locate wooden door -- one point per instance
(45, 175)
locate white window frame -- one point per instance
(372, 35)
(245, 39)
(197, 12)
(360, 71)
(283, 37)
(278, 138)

# # # # #

Instructions for the task: Rewrite the items above, replacing each "locate" with "find" and leaving everything else unchanged.

Task solution:
find wooden door -- one point per instance
(45, 175)
find white window frame -- one point per instance
(372, 35)
(245, 39)
(197, 12)
(360, 71)
(283, 37)
(278, 138)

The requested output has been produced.